#### Supplied records

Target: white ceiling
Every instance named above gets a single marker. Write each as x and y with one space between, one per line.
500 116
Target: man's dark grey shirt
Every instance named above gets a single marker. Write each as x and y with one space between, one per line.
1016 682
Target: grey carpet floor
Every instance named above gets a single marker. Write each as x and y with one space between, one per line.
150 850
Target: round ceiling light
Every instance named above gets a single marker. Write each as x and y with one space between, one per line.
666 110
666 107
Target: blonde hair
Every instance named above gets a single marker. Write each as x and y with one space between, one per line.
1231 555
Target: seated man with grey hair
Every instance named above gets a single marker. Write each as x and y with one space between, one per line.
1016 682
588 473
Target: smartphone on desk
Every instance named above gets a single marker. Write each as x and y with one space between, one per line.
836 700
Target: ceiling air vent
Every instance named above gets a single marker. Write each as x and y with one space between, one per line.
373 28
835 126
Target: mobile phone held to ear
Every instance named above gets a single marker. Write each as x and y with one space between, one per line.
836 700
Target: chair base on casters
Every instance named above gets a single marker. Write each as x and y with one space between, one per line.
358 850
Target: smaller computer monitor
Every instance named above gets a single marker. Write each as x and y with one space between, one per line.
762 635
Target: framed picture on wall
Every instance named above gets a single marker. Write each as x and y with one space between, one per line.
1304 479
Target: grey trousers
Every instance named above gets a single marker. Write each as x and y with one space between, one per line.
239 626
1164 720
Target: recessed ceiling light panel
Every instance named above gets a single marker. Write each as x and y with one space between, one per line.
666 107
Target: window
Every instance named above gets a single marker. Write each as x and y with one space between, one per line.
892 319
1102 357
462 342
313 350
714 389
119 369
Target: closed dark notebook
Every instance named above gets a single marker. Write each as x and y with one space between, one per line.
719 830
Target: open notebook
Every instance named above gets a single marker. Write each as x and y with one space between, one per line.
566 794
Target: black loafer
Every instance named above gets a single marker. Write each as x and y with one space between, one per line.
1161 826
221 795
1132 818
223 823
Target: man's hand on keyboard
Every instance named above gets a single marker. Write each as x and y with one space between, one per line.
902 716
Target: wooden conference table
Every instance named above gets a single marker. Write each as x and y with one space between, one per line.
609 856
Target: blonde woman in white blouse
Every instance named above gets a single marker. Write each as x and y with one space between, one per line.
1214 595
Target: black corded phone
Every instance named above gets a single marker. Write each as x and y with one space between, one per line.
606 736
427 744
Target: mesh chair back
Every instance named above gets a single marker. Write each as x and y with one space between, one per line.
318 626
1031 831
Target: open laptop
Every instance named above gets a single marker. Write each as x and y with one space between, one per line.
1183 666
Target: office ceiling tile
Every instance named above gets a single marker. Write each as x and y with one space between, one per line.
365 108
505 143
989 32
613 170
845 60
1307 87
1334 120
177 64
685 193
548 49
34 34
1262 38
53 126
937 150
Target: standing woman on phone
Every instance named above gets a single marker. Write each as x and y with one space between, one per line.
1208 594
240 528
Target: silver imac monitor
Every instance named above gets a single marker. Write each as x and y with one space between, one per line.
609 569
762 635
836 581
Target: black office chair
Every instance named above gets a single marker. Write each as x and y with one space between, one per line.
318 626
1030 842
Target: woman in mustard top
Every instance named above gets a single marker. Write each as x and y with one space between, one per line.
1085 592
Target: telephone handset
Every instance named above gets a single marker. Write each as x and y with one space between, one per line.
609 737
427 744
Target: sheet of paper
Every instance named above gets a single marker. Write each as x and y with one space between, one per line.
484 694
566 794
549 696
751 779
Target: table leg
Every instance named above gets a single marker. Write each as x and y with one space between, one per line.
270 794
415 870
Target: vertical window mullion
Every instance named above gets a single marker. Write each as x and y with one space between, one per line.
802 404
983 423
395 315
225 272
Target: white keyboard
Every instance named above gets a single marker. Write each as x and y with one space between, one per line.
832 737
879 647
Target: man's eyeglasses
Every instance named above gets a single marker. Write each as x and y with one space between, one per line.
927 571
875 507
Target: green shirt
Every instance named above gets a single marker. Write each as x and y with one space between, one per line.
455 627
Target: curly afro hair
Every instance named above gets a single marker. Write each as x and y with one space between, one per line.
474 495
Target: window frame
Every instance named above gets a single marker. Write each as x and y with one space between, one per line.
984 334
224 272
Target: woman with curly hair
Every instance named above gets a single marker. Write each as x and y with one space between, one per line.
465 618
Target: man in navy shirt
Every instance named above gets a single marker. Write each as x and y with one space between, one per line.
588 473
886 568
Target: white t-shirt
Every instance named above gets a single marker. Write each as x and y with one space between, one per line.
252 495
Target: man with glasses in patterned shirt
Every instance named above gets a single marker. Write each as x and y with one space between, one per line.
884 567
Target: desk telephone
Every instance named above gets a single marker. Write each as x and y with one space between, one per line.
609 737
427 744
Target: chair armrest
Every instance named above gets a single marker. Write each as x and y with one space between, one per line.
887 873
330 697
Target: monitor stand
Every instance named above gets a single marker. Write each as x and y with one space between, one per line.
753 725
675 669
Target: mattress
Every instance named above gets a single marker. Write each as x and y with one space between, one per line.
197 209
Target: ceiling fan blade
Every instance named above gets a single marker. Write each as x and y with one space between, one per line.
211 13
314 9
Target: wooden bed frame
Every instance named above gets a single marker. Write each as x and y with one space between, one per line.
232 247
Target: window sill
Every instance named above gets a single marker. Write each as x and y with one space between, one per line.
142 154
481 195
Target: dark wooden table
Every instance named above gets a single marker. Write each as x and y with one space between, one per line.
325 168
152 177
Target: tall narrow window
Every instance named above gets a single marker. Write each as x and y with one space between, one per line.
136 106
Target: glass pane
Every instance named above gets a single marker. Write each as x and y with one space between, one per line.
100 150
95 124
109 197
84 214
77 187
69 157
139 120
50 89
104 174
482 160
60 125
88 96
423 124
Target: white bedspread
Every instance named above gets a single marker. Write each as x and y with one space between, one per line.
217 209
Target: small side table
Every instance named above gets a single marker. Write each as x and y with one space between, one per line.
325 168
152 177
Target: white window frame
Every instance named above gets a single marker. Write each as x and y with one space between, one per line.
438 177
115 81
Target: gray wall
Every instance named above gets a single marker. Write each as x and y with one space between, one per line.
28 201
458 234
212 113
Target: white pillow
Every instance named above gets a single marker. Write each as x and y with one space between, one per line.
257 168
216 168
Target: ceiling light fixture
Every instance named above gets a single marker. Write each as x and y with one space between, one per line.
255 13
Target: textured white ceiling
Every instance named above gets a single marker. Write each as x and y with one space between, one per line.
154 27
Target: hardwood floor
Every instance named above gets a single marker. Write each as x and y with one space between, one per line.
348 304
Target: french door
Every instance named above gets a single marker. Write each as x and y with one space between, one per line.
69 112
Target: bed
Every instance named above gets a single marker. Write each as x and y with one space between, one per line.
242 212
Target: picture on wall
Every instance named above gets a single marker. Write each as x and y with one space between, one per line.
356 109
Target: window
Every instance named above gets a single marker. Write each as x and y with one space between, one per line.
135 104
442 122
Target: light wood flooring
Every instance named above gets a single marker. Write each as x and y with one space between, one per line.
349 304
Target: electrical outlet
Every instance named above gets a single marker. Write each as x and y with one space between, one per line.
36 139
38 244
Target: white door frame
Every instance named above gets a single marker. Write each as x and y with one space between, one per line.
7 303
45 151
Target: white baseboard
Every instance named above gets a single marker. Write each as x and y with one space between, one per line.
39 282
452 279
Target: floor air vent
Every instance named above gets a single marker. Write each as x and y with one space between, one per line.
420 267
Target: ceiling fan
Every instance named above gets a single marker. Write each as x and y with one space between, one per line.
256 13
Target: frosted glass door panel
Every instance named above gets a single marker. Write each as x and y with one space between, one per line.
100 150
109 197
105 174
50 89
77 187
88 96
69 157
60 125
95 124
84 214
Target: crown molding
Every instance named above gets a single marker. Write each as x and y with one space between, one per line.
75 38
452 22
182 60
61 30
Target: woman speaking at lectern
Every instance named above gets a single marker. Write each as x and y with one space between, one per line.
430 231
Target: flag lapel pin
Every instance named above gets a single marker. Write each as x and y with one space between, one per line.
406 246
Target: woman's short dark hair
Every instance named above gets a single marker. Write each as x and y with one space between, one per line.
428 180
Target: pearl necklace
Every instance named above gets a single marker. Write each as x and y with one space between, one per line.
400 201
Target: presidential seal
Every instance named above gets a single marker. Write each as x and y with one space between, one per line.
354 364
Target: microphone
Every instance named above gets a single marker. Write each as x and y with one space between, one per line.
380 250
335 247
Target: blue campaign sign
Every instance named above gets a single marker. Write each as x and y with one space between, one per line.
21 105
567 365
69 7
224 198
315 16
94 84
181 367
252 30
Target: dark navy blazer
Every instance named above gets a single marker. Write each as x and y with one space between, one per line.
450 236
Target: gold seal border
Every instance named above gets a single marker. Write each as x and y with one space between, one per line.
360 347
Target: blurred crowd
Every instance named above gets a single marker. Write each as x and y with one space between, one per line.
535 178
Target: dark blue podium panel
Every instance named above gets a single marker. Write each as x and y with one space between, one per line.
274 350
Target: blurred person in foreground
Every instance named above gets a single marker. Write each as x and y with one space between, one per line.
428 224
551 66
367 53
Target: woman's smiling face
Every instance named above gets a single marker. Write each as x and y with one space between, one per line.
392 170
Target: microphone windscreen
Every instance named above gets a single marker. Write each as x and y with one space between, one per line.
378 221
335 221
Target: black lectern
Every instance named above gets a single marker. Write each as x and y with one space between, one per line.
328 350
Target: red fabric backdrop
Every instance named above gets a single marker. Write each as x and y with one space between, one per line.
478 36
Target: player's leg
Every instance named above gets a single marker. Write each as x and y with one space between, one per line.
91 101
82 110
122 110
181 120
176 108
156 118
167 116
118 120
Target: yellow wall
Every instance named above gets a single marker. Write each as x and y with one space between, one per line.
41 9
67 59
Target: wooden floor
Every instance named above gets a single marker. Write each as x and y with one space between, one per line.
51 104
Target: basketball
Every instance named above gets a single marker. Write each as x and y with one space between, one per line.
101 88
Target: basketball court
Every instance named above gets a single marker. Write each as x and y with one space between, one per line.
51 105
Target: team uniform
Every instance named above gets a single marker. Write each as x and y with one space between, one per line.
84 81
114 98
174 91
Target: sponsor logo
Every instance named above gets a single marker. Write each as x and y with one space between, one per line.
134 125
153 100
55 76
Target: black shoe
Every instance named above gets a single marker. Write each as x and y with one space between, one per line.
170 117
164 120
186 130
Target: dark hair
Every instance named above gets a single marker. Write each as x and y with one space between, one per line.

########

- _Prompt_:
Give back exactly the lines above, from the line containing "Target: dark wooden table" through the line containing "Target: picture on wall", with both end lines and nothing more.

- _Exercise response_:
Target: dark wooden table
Every instance named above gets a single marker. Write each as x and y with one space between, one per line.
325 168
152 177
Target: tall narrow window
Every instance named above gets a single marker. Write each as x and y with one space between, one per line.
136 106
Target: glass pane
Every instance named above gets a single marker. Write each as x and y with one space between, one per line.
100 150
95 124
109 197
84 214
77 187
69 157
139 120
50 89
104 174
482 160
60 125
88 96
423 124
Target: white bedspread
Every instance named above gets a single marker. Write each as x and y with one space between, one per line.
217 209
Target: small side table
Every instance named above gets a single marker. Write each as x and y with one space between, one per line.
325 168
152 177
Target: white window frame
Every instance named above gets a single marker. Write each as x and y with one space between, one per line.
438 177
115 81
Target: gray wall
Every instance named above gets a single marker. Write each as x and y with one space between, one per line.
28 201
458 234
212 113
Target: white pillow
Every instance named above gets a single marker. Write each as x and y with one space between, one per line.
257 168
216 168
Target: ceiling light fixture
Every instance named above gets a single marker. Write each as x and y with one space between, one per line.
255 13
Target: textured white ceiling
Every instance named above gets a single marker. Write each as x and y with one space between, one per line.
154 27
Target: hardwood floor
Every instance named above gets a single marker. Write each as x and y with one space between, one per line.
348 304
Target: french door
Every instance named above gets a single marker. Write each as x and y with one space between, one per line.
69 112
Target: bed
Every instance named above gets a single marker. Write each as x and y with one space between, one per line.
242 212
Target: picture on wall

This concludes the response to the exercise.